◆ What the task requires ◆
Could you rewrite the rows below so that every "divided by" is replaced by "separated by" and nothing else changes?

Items from a dataset:
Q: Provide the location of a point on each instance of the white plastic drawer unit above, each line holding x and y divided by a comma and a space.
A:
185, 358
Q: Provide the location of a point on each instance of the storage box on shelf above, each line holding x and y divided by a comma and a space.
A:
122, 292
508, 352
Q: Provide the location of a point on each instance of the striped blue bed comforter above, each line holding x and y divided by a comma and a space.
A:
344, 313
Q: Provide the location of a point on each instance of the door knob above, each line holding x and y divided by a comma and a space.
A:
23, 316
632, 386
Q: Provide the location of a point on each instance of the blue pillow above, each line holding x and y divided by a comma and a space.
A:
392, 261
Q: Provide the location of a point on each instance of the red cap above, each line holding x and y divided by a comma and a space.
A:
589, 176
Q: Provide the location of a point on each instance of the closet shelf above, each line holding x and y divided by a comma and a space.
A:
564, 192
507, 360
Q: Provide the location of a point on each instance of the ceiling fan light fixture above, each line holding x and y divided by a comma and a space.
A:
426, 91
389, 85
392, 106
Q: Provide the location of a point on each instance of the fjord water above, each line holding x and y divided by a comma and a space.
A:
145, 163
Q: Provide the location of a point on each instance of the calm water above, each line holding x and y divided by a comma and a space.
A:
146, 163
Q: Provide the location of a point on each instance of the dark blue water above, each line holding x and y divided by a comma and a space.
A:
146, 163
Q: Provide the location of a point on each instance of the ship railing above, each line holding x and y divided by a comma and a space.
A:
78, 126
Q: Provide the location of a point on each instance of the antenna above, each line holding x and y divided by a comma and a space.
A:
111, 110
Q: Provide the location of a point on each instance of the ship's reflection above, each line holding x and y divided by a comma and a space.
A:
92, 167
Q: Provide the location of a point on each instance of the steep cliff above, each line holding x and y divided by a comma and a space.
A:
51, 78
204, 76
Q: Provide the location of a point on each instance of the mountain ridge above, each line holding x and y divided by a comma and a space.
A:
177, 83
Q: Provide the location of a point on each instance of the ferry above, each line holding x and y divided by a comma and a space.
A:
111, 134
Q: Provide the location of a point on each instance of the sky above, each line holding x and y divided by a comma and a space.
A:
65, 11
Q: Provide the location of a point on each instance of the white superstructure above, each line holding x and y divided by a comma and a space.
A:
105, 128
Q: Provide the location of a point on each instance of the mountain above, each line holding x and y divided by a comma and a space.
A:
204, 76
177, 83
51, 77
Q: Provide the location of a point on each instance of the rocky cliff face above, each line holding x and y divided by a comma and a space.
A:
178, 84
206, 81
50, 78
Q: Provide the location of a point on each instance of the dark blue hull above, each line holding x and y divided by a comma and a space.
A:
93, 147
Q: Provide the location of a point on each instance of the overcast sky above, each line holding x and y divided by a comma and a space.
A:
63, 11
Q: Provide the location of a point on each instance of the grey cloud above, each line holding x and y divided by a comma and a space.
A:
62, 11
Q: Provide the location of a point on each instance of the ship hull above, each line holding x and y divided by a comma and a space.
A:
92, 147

◆ Solution for this problem ◆
Q: Provide the location of a point on each instance of the white plastic drawer unit above, each line holding x and y separated by a comma and a space.
A:
185, 358
Q: Provide the location of a point on each instance of the storage box on shelf above, each line holding x and y separated by a comma and a space.
A:
122, 292
508, 352
Q: Provide the location of a point on each instance of the striped blue bed comforter above, each line holding x and y separated by a comma and a space.
A:
344, 313
Q: Provide the location of a point on each instance of the door knob above, each line holding x and y separated by a comma and a space.
A:
23, 316
632, 386
Q: Provide the location of a point on each instance of the blue pillow above, each line holding x and y separated by a comma and a space.
A:
392, 261
Q: Provide the location of a point on each instance of the red cap above, each line holding x and y separated by a comma and a space.
A:
589, 176
Q: Provide the location of a point on each instance of the closet shelf above, each line holding x and y separated by a comma and a space.
A:
564, 192
507, 360
Q: Provide the location of a point on each instance of the ceiling fan light fixture above, each line holding x and y separated by a comma and a space.
A:
426, 91
389, 85
392, 106
Q: Provide the location of a point on each instance of the fjord water above, each line holding x and y separated by a comma and a space.
A:
145, 163
Q: Provide the location of a point on each instance of the calm water above, each line holding x and y separated by a comma and a space.
A:
146, 163
Q: Provide the location of a point on each instance of the dark blue water above, each line holding x and y separated by a comma and a space.
A:
146, 163
Q: Provide the location of a point on each instance of the ship railing above, each line holding x and y separated by a comma and a space.
A:
78, 126
Q: Provide the location of a point on each instance of the antenna above, each line holding x and y separated by a comma and a space.
A:
111, 110
Q: Provide the location of a point on each instance of the ship's reflection above, each line holding x and y separated by a comma and a space.
A:
92, 167
Q: Provide the location of a point on each instance of the steep cliff above, each line holding x and y separated by a comma and a space.
A:
51, 78
204, 76
Q: Provide the location of a point on each instance of the mountain ridge above, each line holding x and y separated by a comma and a space.
A:
177, 83
Q: Provide the location of a point on each instance of the ferry above, each line holding x and y separated by a comma and a space.
A:
111, 134
Q: Provide the location of a point on each instance of the sky above, each line holding x and y separated by a comma and a space.
A:
65, 11
Q: Provide the location of a point on each instance of the white superstructure above, each line holding x and y separated by a comma and a space.
A:
105, 128
Q: Provide the location of a point on each instance of the mountain above, each line holding x and y separated by a comma and a space.
A:
204, 76
177, 83
51, 77
Q: Provide the location of a point on each instance of the rocky cliff face above, each line holding x and y separated by a comma and a space.
A:
178, 84
206, 81
50, 78
Q: Provide the location of a point on each instance of the dark blue hull above, each line holding x and y separated by a comma and a space.
A:
93, 147
Q: Provide the location of a point on each instance of the overcast sky above, each line holding x and y separated by a comma and a space.
A:
63, 11
Q: Provide the location of a point on each instance of the grey cloud above, each line holding x and y separated by a comma and a space.
A:
62, 11
Q: Provide the location of a point on each instance of the ship hull above, each line holding x and y separated by a comma and a space.
A:
92, 147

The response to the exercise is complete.